◆ Things to do ◆
(a) From the truck customs thread below, extract the passage that begins at the words "## NTxSlotCars (May" and stops after "(Jan 27, 2004)".
(b) Summarize the truck customs thread below in two sentences.
(c) In the truck customs thread below, who cast the truck that bobhch says has not been started yet?

# Nascar Truck Customs



## NTxSlotCars (May 27, 2008)

Hey Folks,
We've had a blast with our LL truck series over the years. Here's some of my builds. Anyone built some trucks out there


----------



## martybauer31 (Jan 27, 2004)

Tycos


----------



## bobhch (Apr 22, 2007)

*Hey Mr. Hilltop you got that truck still..post it man!*



martybauer31 said:


> Tycos


For a second I thought you typed Tacos and now I am very, very Hungry.

Um I have a few Tyco trucks but, haven't Customized one yet. Hilltop did up a great one a while back in his shop.

Bob...Hungry for Tacos...zilla


----------



## roadrner (Jul 21, 1999)

Nice lookers! :thumbsup::thumbsup: rr


----------



## Hilltop Raceway (Feb 12, 2006)

Have done any round tracker's, I did convert this Tyco to the strip a whiles back. Is this the one Bob...I like trucks...zilla??? RM
P.S. The boys are working on an AFX F150 street crusier, should be done soon.


----------



## bobhch (Apr 22, 2007)

Hilltop Raceway said:


> Have done any round tracker's, I did convert this Tyco to the strip a whiles back. Is this the one Bob...I like trucks...zilla??? RM
> P.S. The boys are working on an AFX F150 street crusier, should be done soon.


Yes Randy that is the one...Another Nice Truck & looking forwards to seeing that Ford F150.

NTx,

You have obviously put, more work and effort into your truck builds than me. Nice lookers and see yah on the track soon. :wave:










Ooooooooooooh wait it's not started yet...doh Hellonwheels casted up this one. It is just screaming for an Orange, Tan & White paint job. Aaaaaaaaaaaaaaaaaaaaaaaaaaaaaaaaaaaaaaaaah!!!!

◆ Information supplied ◆
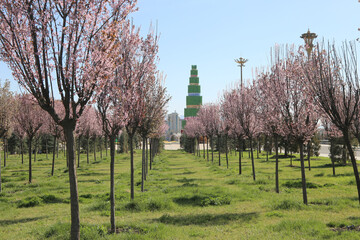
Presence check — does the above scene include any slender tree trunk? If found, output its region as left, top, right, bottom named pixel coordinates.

◆ Full solutions ◆
(a)
## NTxSlotCars (May 27, 2008)

Hey Folks,
We've had a blast with our LL truck series over the years. Here's some of my builds. Anyone built some trucks out there


----------



## martybauer31 (Jan 27, 2004)

(b) NTxSlotCars says they have enjoyed their LL truck series over the years, shares some builds, and asks whether others have built trucks, and Hilltop Raceway posts a Tyco truck he converted to the strip. bobhch confirms that is the truck he meant, praises the work NTxSlotCars put into his builds, and shows an unstarted Hellonwheels casting he says is screaming for an orange, tan, and white paint job.

(c) Hellonwheels